WHAT TO DO
Beginning at the line that contains "Target: dark wing", output each line exactly through the end of the records, and drop any pictures.

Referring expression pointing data
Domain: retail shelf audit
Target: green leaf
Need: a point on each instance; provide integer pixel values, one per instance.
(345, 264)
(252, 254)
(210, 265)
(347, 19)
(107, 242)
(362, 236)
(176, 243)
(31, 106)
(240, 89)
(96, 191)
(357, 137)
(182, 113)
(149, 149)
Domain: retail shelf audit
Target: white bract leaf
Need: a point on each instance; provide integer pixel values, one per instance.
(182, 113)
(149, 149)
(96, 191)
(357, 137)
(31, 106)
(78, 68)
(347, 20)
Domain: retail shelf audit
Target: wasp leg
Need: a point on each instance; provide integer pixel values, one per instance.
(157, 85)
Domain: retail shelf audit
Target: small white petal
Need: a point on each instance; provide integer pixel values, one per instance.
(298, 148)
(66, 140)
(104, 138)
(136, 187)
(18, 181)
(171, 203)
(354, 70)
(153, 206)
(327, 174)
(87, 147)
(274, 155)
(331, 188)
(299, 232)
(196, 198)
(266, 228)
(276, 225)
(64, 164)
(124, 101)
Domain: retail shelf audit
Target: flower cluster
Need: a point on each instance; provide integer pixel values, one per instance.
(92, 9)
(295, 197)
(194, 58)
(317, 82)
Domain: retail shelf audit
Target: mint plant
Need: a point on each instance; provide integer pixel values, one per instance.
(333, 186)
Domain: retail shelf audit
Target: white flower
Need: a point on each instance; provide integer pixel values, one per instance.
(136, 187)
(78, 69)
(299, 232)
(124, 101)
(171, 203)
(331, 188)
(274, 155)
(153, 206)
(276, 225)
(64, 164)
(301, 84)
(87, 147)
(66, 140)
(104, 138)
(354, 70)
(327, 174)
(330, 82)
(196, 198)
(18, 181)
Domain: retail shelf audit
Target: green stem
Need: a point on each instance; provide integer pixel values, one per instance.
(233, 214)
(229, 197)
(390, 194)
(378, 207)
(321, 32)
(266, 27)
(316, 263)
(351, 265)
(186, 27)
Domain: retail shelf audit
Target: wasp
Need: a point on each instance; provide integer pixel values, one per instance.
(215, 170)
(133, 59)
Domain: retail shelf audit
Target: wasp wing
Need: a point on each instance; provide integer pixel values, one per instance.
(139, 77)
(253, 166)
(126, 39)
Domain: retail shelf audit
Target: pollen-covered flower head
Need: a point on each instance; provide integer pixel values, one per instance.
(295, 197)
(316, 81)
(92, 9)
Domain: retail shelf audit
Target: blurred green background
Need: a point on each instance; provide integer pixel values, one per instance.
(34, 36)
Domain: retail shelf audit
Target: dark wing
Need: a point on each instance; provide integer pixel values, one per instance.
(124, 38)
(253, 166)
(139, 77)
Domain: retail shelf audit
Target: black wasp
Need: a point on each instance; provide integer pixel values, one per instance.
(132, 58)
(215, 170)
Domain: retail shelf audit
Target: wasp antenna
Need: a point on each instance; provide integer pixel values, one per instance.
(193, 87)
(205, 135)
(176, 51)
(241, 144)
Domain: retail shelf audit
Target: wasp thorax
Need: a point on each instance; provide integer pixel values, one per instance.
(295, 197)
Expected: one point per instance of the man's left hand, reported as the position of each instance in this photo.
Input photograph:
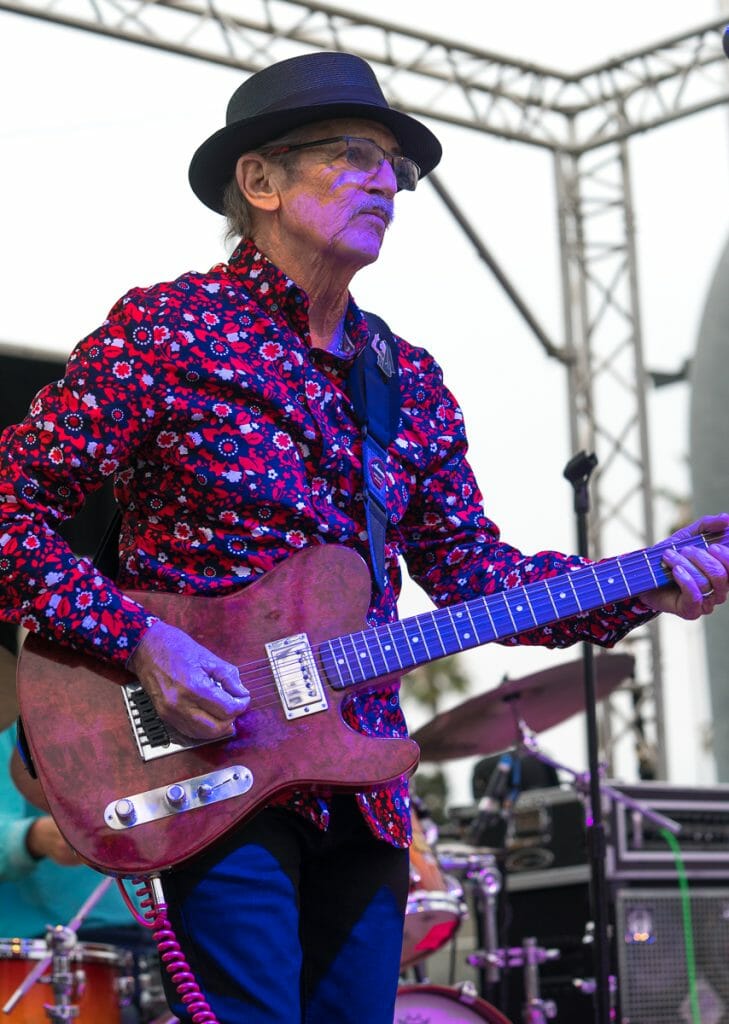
(700, 574)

TASK RESULT
Target: dark wing
Need: a point on each instance; provide integer pixel values, one per instance.
(124, 38)
(253, 166)
(139, 77)
Domain: retail shelf audit
Target: black wasp
Need: a point on each instance; provide integer pixel values, one per instance.
(132, 58)
(215, 170)
Domain: retail shelf audit
Target: wasp antenna
Need: a point on each instance; provide integer pixel values, one per instance.
(193, 87)
(205, 135)
(176, 51)
(241, 144)
Domain: retail shelf audit
Target: wasp thorax
Need: a point on each instance; provide integer pixel values, one per instance.
(295, 197)
Expected: one point per instance of the man's left hand, reported as the position of each instance in this photo.
Input photograph:
(700, 574)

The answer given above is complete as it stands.